Task statement:
Rewrite the stretch from "Where is each instance of the bridge deck" through "point(311, 131)", putting "One point each" wherever "One point apiece" appears and keeping everything else the same.
--- Begin Entries supplied ---
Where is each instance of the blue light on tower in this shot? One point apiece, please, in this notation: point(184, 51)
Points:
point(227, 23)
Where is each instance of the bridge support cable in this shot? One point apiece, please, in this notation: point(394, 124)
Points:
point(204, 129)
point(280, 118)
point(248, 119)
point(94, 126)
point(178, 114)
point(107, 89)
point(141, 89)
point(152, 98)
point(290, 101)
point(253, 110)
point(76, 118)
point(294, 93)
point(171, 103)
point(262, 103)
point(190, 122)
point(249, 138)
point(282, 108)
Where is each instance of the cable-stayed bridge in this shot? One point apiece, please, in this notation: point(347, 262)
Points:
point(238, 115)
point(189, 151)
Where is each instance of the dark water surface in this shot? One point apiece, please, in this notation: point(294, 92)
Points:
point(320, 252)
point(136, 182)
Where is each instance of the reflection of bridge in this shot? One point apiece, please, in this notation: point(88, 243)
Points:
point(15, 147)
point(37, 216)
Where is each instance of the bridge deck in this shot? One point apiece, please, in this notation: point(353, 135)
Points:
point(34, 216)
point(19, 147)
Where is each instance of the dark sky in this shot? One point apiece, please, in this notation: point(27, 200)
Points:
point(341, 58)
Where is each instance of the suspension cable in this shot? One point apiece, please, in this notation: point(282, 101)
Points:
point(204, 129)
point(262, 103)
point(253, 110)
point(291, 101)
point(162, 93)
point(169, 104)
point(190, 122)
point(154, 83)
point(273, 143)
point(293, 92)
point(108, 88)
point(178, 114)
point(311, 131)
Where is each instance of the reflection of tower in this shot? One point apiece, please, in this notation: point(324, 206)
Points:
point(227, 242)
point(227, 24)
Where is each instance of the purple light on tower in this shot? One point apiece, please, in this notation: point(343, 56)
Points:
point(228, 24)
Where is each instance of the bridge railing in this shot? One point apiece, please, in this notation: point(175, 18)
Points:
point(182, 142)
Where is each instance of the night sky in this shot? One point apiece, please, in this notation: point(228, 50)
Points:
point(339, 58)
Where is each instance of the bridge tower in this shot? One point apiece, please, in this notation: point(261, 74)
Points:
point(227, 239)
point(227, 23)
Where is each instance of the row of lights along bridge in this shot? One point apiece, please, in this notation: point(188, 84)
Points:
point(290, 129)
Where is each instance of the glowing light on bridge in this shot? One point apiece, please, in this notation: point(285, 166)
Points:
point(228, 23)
--- End Entries supplied ---
Answer to the exercise:
Where is each instance of the bridge deck in this shot? One point each, please, in this notation: point(353, 135)
Points:
point(34, 216)
point(19, 147)
Where is each instance of the dark sky in this shot? One point each, please, in this notation: point(27, 200)
Points:
point(341, 58)
Where is each instance of the suspension cable in this shot? One point each, please, in this notation: point(282, 101)
Points:
point(204, 129)
point(262, 103)
point(253, 110)
point(291, 101)
point(162, 93)
point(169, 104)
point(190, 122)
point(154, 83)
point(273, 143)
point(293, 92)
point(108, 88)
point(178, 114)
point(311, 131)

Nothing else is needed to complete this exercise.